Cel:
Przedstaw wszystkie poniższe wpisy jako tablicę JSON, w której każdy wiersz jest osobnym łańcuchem znaków. Puste wiersze pomiń.

Zestawienie danych:
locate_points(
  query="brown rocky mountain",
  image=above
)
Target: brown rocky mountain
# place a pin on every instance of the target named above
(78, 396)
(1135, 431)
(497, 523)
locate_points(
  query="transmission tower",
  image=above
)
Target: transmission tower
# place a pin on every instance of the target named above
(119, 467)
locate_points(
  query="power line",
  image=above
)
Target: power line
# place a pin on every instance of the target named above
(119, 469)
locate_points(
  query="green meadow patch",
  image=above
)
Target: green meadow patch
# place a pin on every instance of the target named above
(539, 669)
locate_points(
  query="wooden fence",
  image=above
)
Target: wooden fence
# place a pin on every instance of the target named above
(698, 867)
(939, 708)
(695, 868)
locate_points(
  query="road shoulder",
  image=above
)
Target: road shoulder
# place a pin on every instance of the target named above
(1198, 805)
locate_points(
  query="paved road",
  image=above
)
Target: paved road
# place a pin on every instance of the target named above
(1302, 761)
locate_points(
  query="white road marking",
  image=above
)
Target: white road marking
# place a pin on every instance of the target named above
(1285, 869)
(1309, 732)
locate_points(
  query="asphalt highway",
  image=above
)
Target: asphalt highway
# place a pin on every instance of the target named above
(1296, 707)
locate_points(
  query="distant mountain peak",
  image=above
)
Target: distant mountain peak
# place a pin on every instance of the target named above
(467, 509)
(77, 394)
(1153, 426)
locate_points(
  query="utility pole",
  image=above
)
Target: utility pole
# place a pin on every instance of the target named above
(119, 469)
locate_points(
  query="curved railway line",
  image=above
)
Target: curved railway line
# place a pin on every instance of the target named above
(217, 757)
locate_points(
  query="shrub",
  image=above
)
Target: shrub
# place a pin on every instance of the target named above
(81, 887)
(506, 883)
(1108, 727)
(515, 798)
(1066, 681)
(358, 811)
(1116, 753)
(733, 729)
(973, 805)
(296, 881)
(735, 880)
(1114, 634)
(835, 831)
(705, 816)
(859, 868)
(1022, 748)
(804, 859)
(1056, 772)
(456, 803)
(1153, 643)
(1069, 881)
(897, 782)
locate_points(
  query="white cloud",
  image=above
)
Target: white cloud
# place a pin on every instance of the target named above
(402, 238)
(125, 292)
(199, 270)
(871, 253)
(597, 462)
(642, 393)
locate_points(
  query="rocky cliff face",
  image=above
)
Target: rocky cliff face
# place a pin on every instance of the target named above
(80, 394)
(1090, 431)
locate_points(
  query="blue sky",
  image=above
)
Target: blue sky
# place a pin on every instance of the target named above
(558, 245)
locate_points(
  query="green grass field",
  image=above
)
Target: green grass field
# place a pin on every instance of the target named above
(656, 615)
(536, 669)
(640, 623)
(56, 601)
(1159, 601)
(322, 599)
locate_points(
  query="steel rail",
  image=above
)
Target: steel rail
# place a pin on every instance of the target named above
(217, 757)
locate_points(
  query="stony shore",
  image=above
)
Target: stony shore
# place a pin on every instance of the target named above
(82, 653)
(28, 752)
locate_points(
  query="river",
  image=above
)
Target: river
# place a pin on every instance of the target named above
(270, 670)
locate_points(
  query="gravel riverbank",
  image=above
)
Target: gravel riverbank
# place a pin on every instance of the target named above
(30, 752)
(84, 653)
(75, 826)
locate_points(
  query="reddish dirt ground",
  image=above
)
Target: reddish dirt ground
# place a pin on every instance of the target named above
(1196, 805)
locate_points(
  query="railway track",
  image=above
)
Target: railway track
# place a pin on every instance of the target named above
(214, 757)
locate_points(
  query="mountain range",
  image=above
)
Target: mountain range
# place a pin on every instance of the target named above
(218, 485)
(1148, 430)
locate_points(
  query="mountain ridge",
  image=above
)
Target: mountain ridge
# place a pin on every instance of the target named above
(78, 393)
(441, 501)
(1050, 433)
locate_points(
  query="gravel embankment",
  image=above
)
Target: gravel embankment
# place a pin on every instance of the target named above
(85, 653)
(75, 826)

Rozwiązanie:
[
  "locate_points(",
  "  query=\"brown rocky mountain\",",
  "  image=above",
  ")",
  "Target: brown rocky mountain",
  "# place a pin on every instance of the target named above",
  "(78, 396)",
  "(1135, 431)",
  "(497, 523)",
  "locate_points(",
  "  query=\"transmission tower\",",
  "  image=above",
  ")",
  "Target: transmission tower",
  "# place a pin on every instance of the target named above",
  "(119, 467)",
  "locate_points(",
  "  query=\"power line\",",
  "  image=above",
  ")",
  "Target: power line",
  "# place a pin on every instance of the target named above",
  "(119, 469)",
  "locate_points(",
  "  query=\"green meadow patch\",",
  "  image=above",
  ")",
  "Target: green meadow patch",
  "# place a pin on every instance of the target named above",
  "(539, 669)",
  "locate_points(",
  "  query=\"wooden fence\",",
  "  image=above",
  ")",
  "Target: wooden fence",
  "# place a pin on every instance of the target named above",
  "(698, 867)",
  "(939, 708)",
  "(695, 868)",
  "locate_points(",
  "  query=\"road shoulder\",",
  "  image=above",
  ")",
  "Target: road shoulder",
  "# place a pin on every instance of the target named above",
  "(1198, 805)",
  "locate_points(",
  "  query=\"paved road\",",
  "  image=above",
  ")",
  "Target: paved road",
  "# place a pin on every instance of the target named above",
  "(1302, 761)",
  "locate_points(",
  "  query=\"white road marking\",",
  "  image=above",
  ")",
  "Target: white road marking",
  "# place a pin on every instance of the target named above",
  "(1285, 869)",
  "(1309, 732)",
  "locate_points(",
  "  query=\"asphalt highway\",",
  "  image=above",
  ")",
  "Target: asphalt highway",
  "# place a pin on every instance of the target named above",
  "(1296, 707)",
  "locate_points(",
  "  query=\"distant mountain peak\",",
  "  image=above",
  ")",
  "Target: distant mountain peak",
  "# place a pin on every instance of the target named above",
  "(467, 509)",
  "(77, 394)",
  "(1153, 426)",
  "locate_points(",
  "  query=\"utility pole\",",
  "  image=above",
  ")",
  "Target: utility pole",
  "# place a pin on every instance of the target named above",
  "(119, 469)",
  "locate_points(",
  "  query=\"curved railway line\",",
  "  image=above",
  ")",
  "Target: curved railway line",
  "# place a pin on every instance of the target named above",
  "(217, 757)",
  "locate_points(",
  "  query=\"shrub\",",
  "  image=above",
  ")",
  "Target: shrub",
  "# place a pin on every instance of the target named above",
  "(81, 887)",
  "(506, 883)",
  "(1108, 727)",
  "(515, 798)",
  "(1066, 681)",
  "(358, 811)",
  "(1116, 753)",
  "(733, 729)",
  "(973, 805)",
  "(296, 881)",
  "(735, 880)",
  "(1114, 634)",
  "(835, 831)",
  "(705, 816)",
  "(859, 868)",
  "(1022, 748)",
  "(804, 859)",
  "(1056, 772)",
  "(456, 803)",
  "(1153, 643)",
  "(1069, 881)",
  "(897, 782)",
  "locate_points(",
  "  query=\"white cloud\",",
  "  image=above",
  ")",
  "Target: white cloud",
  "# place a pin on every instance of the target named above",
  "(402, 238)",
  "(125, 292)",
  "(199, 270)",
  "(871, 253)",
  "(597, 462)",
  "(642, 393)",
  "locate_points(",
  "  query=\"rocky cliff face\",",
  "  image=above",
  ")",
  "Target: rocky cliff face",
  "# place a pin on every instance of the target named above",
  "(80, 394)",
  "(1090, 431)",
  "locate_points(",
  "  query=\"blue sky\",",
  "  image=above",
  ")",
  "Target: blue sky",
  "# place a pin on every instance of the target named above",
  "(558, 245)",
  "locate_points(",
  "  query=\"green grass field\",",
  "  image=above",
  ")",
  "Target: green grass field",
  "# place a pin on every instance of the target named above",
  "(656, 615)",
  "(536, 669)",
  "(640, 623)",
  "(56, 601)",
  "(1159, 601)",
  "(322, 599)",
  "locate_points(",
  "  query=\"steel rail\",",
  "  image=above",
  ")",
  "Target: steel rail",
  "# place a pin on every instance of the target named above",
  "(217, 757)",
  "locate_points(",
  "  query=\"stony shore\",",
  "  image=above",
  ")",
  "Target: stony shore",
  "# place a pin on every instance of the target named above",
  "(82, 653)",
  "(28, 752)",
  "locate_points(",
  "  query=\"river\",",
  "  image=above",
  ")",
  "Target: river",
  "# place a pin on every instance of the target named above",
  "(270, 670)",
  "locate_points(",
  "  query=\"gravel riverbank\",",
  "  image=above",
  ")",
  "Target: gravel riverbank",
  "# place a pin on every instance of the target named above",
  "(30, 752)",
  "(84, 653)",
  "(75, 826)",
  "locate_points(",
  "  query=\"reddish dirt ground\",",
  "  image=above",
  ")",
  "Target: reddish dirt ground",
  "# place a pin on every instance of the target named above",
  "(1196, 805)",
  "locate_points(",
  "  query=\"railway track\",",
  "  image=above",
  ")",
  "Target: railway track",
  "# place a pin on every instance of the target named above",
  "(214, 757)",
  "locate_points(",
  "  query=\"mountain range\",",
  "  image=above",
  ")",
  "Target: mountain range",
  "# place a pin on every instance of the target named above",
  "(218, 485)",
  "(1148, 430)",
  "locate_points(",
  "  query=\"mountain ridge\",",
  "  image=above",
  ")",
  "Target: mountain ridge",
  "# place a pin on every instance of the target named above",
  "(78, 393)",
  "(441, 501)",
  "(1050, 433)",
  "locate_points(",
  "  query=\"gravel embankment\",",
  "  image=above",
  ")",
  "Target: gravel embankment",
  "# place a pin on every instance of the target named above",
  "(85, 653)",
  "(75, 826)"
]